When you reach a picture, skip it, and retype every line below exactly.
====== INFORMATION SUPPLIED
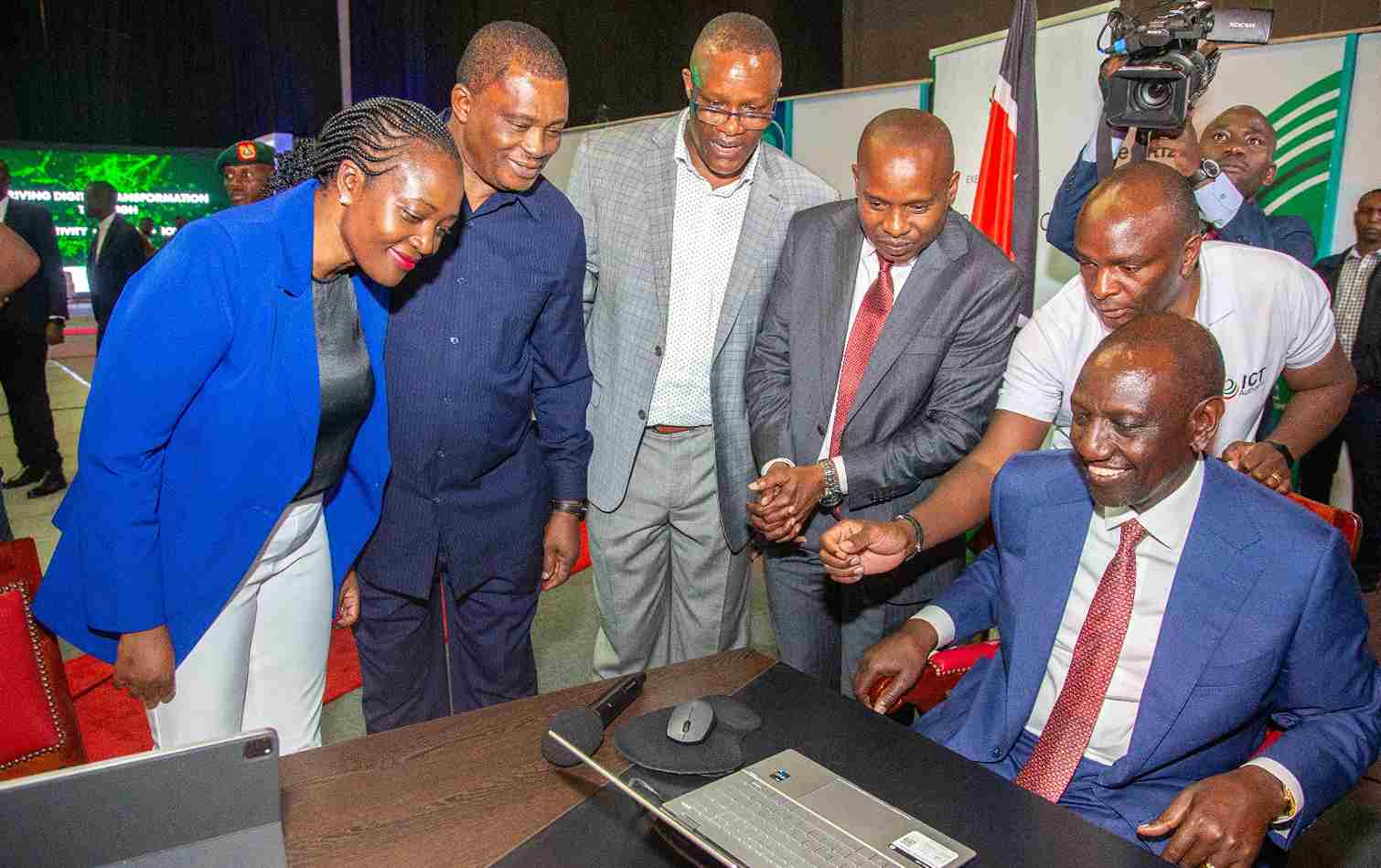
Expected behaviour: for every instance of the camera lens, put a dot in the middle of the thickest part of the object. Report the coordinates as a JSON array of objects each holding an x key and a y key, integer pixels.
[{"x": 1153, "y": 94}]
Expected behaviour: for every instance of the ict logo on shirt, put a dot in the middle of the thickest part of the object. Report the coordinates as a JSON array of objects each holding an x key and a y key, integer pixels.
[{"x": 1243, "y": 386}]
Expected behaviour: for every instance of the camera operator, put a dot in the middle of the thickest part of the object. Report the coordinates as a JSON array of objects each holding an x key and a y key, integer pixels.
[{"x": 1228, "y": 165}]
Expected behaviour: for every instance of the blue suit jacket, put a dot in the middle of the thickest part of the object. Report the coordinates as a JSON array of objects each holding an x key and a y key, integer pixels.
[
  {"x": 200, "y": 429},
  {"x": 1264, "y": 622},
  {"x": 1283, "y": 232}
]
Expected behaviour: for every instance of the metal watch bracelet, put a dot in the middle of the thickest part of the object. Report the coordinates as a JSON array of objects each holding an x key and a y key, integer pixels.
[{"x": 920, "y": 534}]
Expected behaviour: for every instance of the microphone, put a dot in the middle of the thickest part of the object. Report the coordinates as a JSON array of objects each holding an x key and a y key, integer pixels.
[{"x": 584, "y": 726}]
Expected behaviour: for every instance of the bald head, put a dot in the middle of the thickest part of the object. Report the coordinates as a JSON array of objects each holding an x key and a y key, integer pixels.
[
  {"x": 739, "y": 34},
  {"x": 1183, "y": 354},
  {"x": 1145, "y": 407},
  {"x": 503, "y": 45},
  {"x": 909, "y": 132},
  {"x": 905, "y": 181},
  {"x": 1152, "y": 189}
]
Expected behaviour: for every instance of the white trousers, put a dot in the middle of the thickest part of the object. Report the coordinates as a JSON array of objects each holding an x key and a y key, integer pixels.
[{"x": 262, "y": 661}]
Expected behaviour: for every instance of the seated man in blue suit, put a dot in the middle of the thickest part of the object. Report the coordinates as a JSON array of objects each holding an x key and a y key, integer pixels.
============
=== EXERCISE OUTPUT ===
Expected behaviour: for every instance of the camera lens, put a dot in the middle of the thickest part of the object. Report the coordinates as a JSON array of objects each holding an x key and a y key, integer pixels.
[{"x": 1153, "y": 94}]
Expected behaviour: for every instance of the ict logo on shirt, put a dot in the middle of the thickest part of the object. Report the coordinates as a JSON array of objects each holding an x key and a y key, integer pixels.
[{"x": 1243, "y": 386}]
Expected behaviour: for every instance of the camera operator, put a dot in the middle of the thickest part of the object. Report the coordinates as a JSON array of objects each holding an x key and a y key, integer pixels.
[{"x": 1228, "y": 165}]
Expected behaviour: for every instance of the blue suit jacket, put a dot in the middle of the thickest part of the object. Report the coordinates as a JSON array of objects each holding an x key and a y key, integer pixels.
[
  {"x": 200, "y": 429},
  {"x": 1264, "y": 622},
  {"x": 1283, "y": 232}
]
Expected behaviour: for every instance of the metal watch bracelet, put a dot in the middle of the thickest part of the object. Report the coordinates as a JSON array of objects each holding an x key and a y key, integer pixels.
[{"x": 920, "y": 534}]
Expected behaviour: for every instance of the microphone, put a dot in the middle of the thickest part of the object. Report the coordinates as a JSON array of objects each holding an x key and a y key, integer pixels.
[{"x": 584, "y": 726}]
Expected behaviour: for every instance of the bald head, put a dot in the middle of the thickest part of the object. Report the coordinates as a JSON array of objects each holding an x key and a y key, integer pixels.
[
  {"x": 739, "y": 34},
  {"x": 1183, "y": 354},
  {"x": 1145, "y": 407},
  {"x": 503, "y": 45},
  {"x": 909, "y": 132},
  {"x": 905, "y": 181},
  {"x": 1152, "y": 189}
]
Expected behaviour: for every instance of the white trousers, put a dot in the middle of the thickest part of the object. Report the coordinates as a JSON array of objects each holding an x key and a y key, integer pixels.
[{"x": 262, "y": 661}]
Expected behaviour: for every instance of the seated man in blue suit, put a dot in the middle of the thickest part of the object. Report the coordinates as a JSON array of objects each holding an x key and a y key, integer pixels.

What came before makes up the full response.